**Pagina:**
Voltaire e il richiamo della fede

François-Marie Arouet, più noto con lo pseudonimo di Voltaire fu il peggior nemico che ebbe il Cristianesimo nel secolo XVIII: si era riproposto l'obiettivo dell’annientamento della Chiesa, di distruggere cioè da solo ciò che, reputava, fosse stato edificato da dodici uomini. Purtuttavia, Voltaire rimase sempre moralmente vicino all’insegnamento cattolico e alla legge naturale. Non potendosi esimere dall’uso della ragione (da buon profeta dei Lumi della Ratio), Voltaire finì per convertirsi. A riprova di ciò uno studio dello spagnolo Carlos Valverde: il tomo XII di una vecchia rivista francese, Corrispondance Littérairer, Philosophique et Critique (1753-1793) nel numero di aprile del 1778 (pagine 87-88), si incontra niente di meno che la professione di fede di M. Voltaire. Letteralmente dice così:
“Io, sottoscritto, dichiaro che avendo sofferto di un vomito di sangue quattro giorni fa, all’età di 84 anni e non essendo potuto andare in chiesa, il parroco di Saint Sulpice ha voluto aggiungere un’altra buona opera alle sue inviandomi a M. Gauthier, sacerdote. Io mi sono confessato con lui, e se Dio vuole, muoio nella santa religione cattolica nella quale sono nato, sperando dalla misericordia divina che si degnerà di perdonarmi tutte le mie mancanze, e che, se ho scandalizzato la Chiesa, chiedo perdono a Dio e a lei.

**Quesito scritto A:**
Rispondi alle seguenti domande sul testo su Voltaire.
(i) Qual era il vero nome di Voltaire?
(ii) Di quale nazionalità è Carlos Valverde, autore dello studio citato?
(iii) Con quale sacerdote si confessò Voltaire?
**Quesito scritto B:** Prosegui il testo su Voltaire dopo l'ultima frase riportata.

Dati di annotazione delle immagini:
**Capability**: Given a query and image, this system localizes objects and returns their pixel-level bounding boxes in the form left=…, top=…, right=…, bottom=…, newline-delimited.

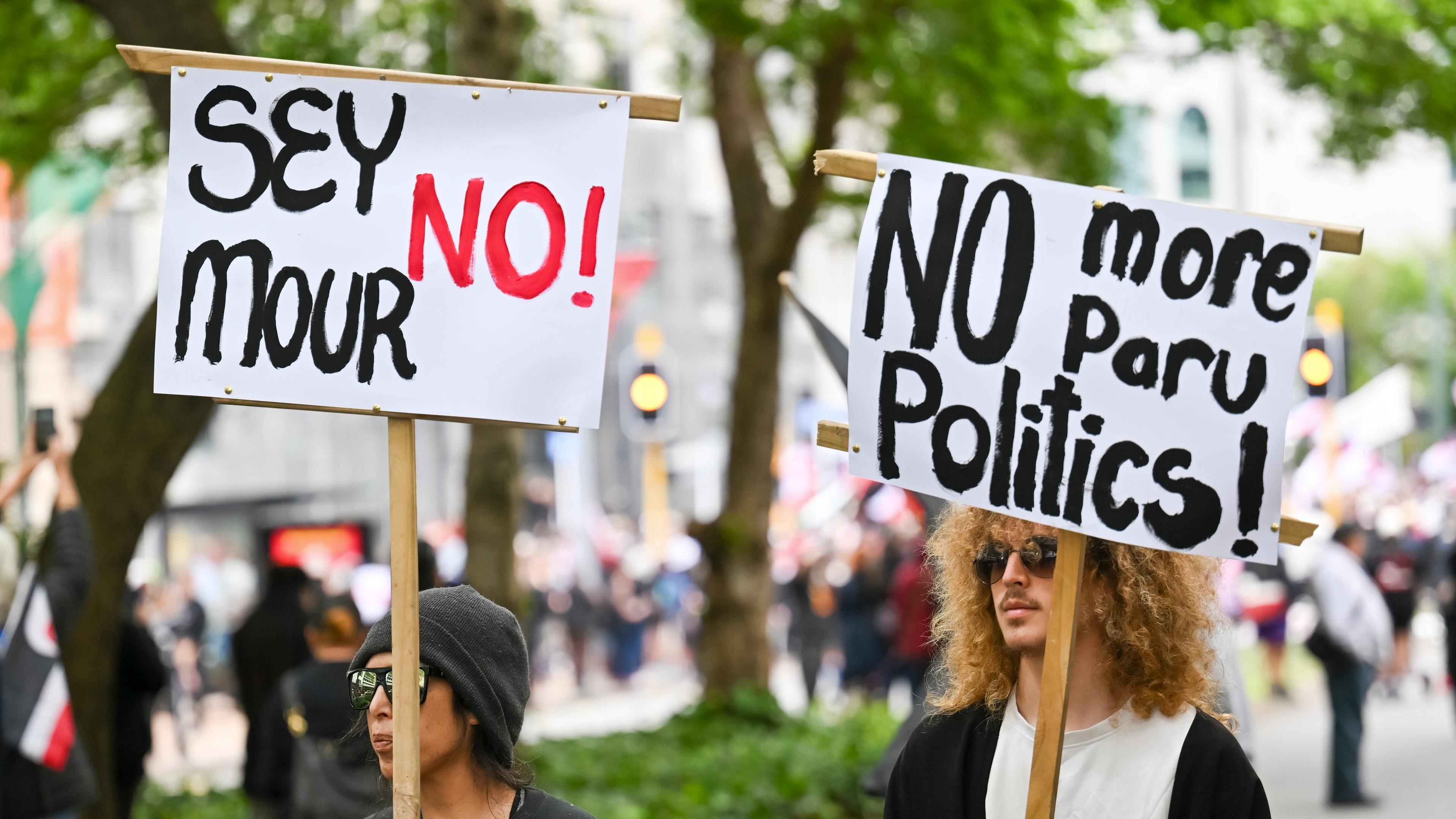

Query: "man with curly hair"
left=885, top=507, right=1269, bottom=819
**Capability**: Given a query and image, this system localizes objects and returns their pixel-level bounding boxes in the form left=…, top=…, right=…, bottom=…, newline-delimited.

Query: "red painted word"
left=409, top=173, right=606, bottom=308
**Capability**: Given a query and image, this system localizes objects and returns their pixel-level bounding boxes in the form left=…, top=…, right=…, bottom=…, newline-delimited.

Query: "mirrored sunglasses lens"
left=350, top=670, right=374, bottom=711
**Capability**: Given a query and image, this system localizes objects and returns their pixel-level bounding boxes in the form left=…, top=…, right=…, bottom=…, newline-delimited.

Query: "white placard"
left=849, top=154, right=1321, bottom=563
left=154, top=69, right=631, bottom=427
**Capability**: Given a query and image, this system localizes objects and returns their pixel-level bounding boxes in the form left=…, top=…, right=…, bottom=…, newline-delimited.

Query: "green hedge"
left=131, top=783, right=252, bottom=819
left=523, top=691, right=897, bottom=819
left=131, top=691, right=897, bottom=819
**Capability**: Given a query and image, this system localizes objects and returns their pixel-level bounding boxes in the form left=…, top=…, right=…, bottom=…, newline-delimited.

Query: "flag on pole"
left=0, top=564, right=76, bottom=771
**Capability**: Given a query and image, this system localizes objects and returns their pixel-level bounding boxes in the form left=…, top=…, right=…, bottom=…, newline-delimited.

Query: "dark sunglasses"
left=350, top=666, right=440, bottom=711
left=976, top=535, right=1057, bottom=586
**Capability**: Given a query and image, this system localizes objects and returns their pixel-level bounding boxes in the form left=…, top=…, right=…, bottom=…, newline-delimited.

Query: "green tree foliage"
left=1310, top=254, right=1456, bottom=404
left=1153, top=0, right=1456, bottom=165
left=0, top=0, right=135, bottom=179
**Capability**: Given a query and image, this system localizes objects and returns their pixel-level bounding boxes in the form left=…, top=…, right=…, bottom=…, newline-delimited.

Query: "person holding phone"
left=0, top=425, right=97, bottom=819
left=348, top=586, right=591, bottom=819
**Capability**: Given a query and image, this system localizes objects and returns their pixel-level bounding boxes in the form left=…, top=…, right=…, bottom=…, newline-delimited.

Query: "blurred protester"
left=419, top=541, right=440, bottom=592
left=1239, top=563, right=1290, bottom=700
left=0, top=428, right=96, bottom=819
left=255, top=596, right=384, bottom=819
left=168, top=574, right=207, bottom=749
left=111, top=589, right=168, bottom=819
left=607, top=567, right=654, bottom=682
left=1443, top=549, right=1456, bottom=720
left=1371, top=538, right=1418, bottom=682
left=890, top=542, right=935, bottom=697
left=834, top=525, right=891, bottom=691
left=1305, top=523, right=1390, bottom=806
left=885, top=507, right=1269, bottom=819
left=783, top=560, right=834, bottom=703
left=348, top=586, right=591, bottom=819
left=233, top=565, right=313, bottom=819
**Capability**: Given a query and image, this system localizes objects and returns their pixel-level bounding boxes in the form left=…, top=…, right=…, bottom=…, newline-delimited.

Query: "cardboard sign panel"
left=849, top=154, right=1321, bottom=563
left=154, top=69, right=629, bottom=427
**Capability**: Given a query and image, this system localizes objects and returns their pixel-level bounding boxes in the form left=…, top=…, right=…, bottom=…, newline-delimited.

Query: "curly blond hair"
left=926, top=506, right=1219, bottom=719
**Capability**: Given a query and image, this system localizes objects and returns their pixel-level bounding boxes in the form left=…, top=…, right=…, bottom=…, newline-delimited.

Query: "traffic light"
left=1299, top=337, right=1335, bottom=398
left=1299, top=299, right=1345, bottom=398
left=617, top=323, right=677, bottom=443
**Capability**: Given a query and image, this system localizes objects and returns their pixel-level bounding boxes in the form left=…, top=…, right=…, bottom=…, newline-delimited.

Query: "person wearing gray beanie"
left=348, top=586, right=591, bottom=819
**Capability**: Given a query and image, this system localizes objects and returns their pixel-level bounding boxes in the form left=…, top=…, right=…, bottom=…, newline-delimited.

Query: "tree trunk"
left=693, top=33, right=855, bottom=697
left=64, top=303, right=213, bottom=819
left=454, top=0, right=530, bottom=80
left=454, top=0, right=529, bottom=617
left=64, top=6, right=232, bottom=819
left=464, top=424, right=521, bottom=617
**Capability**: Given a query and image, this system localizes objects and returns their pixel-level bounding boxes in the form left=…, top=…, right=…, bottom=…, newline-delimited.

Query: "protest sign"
left=849, top=154, right=1321, bottom=563
left=154, top=67, right=631, bottom=427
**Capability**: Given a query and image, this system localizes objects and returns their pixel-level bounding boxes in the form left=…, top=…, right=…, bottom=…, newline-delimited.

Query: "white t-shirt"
left=986, top=693, right=1196, bottom=819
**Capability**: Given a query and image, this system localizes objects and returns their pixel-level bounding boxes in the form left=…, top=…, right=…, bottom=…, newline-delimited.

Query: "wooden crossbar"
left=814, top=149, right=1364, bottom=255
left=213, top=398, right=581, bottom=433
left=116, top=45, right=683, bottom=122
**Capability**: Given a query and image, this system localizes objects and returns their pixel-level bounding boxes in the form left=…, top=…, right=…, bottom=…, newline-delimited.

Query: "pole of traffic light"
left=1425, top=258, right=1451, bottom=440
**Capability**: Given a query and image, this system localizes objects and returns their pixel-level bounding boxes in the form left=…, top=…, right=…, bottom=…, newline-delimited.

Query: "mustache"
left=996, top=592, right=1041, bottom=610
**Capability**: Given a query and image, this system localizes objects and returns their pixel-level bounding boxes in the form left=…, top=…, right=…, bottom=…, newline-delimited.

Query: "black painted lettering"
left=336, top=90, right=405, bottom=216
left=930, top=404, right=992, bottom=493
left=358, top=267, right=418, bottom=383
left=1254, top=243, right=1309, bottom=322
left=1112, top=338, right=1160, bottom=389
left=1213, top=350, right=1268, bottom=415
left=173, top=239, right=272, bottom=361
left=1073, top=202, right=1158, bottom=284
left=1143, top=449, right=1223, bottom=549
left=951, top=179, right=1037, bottom=364
left=1163, top=228, right=1213, bottom=299
left=1061, top=296, right=1120, bottom=373
left=1041, top=376, right=1082, bottom=515
left=1163, top=338, right=1213, bottom=401
left=1061, top=439, right=1095, bottom=523
left=1092, top=440, right=1147, bottom=532
left=309, top=270, right=364, bottom=373
left=1239, top=424, right=1269, bottom=539
left=878, top=350, right=942, bottom=481
left=187, top=86, right=272, bottom=211
left=990, top=367, right=1021, bottom=506
left=264, top=267, right=313, bottom=369
left=1012, top=427, right=1041, bottom=508
left=268, top=88, right=339, bottom=211
left=1208, top=228, right=1264, bottom=308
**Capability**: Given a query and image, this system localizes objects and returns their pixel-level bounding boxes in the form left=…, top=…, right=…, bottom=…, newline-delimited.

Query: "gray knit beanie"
left=350, top=586, right=532, bottom=768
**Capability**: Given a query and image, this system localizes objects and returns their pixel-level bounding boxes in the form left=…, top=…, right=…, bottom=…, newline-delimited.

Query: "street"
left=1254, top=679, right=1456, bottom=819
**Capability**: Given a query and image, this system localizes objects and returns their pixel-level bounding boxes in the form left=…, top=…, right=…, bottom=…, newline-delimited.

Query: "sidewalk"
left=1254, top=679, right=1456, bottom=819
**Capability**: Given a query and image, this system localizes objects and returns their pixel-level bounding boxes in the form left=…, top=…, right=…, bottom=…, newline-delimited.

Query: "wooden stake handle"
left=389, top=418, right=419, bottom=819
left=1010, top=529, right=1087, bottom=819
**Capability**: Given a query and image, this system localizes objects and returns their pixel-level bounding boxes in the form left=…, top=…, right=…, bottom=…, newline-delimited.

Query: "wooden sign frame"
left=814, top=149, right=1345, bottom=819
left=116, top=45, right=683, bottom=819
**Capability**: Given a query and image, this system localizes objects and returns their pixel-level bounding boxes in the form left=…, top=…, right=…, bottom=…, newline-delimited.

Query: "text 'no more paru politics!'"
left=850, top=156, right=1319, bottom=563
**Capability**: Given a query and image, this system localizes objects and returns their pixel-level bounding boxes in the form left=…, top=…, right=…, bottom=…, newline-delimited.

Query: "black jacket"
left=0, top=508, right=96, bottom=819
left=885, top=705, right=1269, bottom=819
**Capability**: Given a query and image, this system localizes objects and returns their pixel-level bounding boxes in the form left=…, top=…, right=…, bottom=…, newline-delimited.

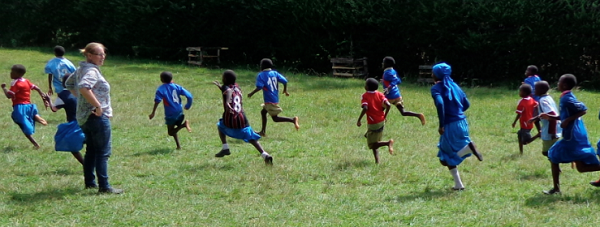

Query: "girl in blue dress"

**Risposta A:**
(i) François-Marie Arouet.
(ii) Spagnola.
(iii) Con M. Gauthier.

**Risposta B:**
Firmato: Voltaire, il 2 marzo del 1778 nella casa del marchese di Villete, in presenza del signor abate Mignot, mio nipote e del signor marchese di Villevielle”. Firmano anche: l’abate Mignot, Villevielle. Si aggiunge: “dichiariamo la presente copia conforme all’originale, che è rimasto nelle mani del signor abate Gauthier, che abbiamo firmato, come firmiamo il presente certificato. In Parigi, il 27 maggio del 1778. L’abate Mignot, Villevielle”. Che la relazione possa stimarsi come autentica lo dimostrano altri documenti che si incontrano nel numero di giugno della medesima rivista, che non è per niente clericale certamente, perchè era pubblicata da Grimm, Diderot ed altri enciclopedisti.
Voltaire morì il 30 maggio del 1778. L’abate Mignot presenta al priore il consenso firmato dal parroco di Saint Sulpice e una copia (firmata anche dal parroco). Questo testo dimostra che Voltaire si era già convertito tre mesi prima di morire ma esiste un documento ancora più antico che, non solo anticipa la sua conversione (almeno il suo cambiamento nei confronti della religione) di diversi anni, ma dimostra anche che non fu né la paura della morte né la senilità a convertirlo. Il Cattolicesimo rimase per tutta la sua vita, un rifugio sicuro per Voltaire dall’intolleranza propria delle confessioni protestanti e dell’Islam.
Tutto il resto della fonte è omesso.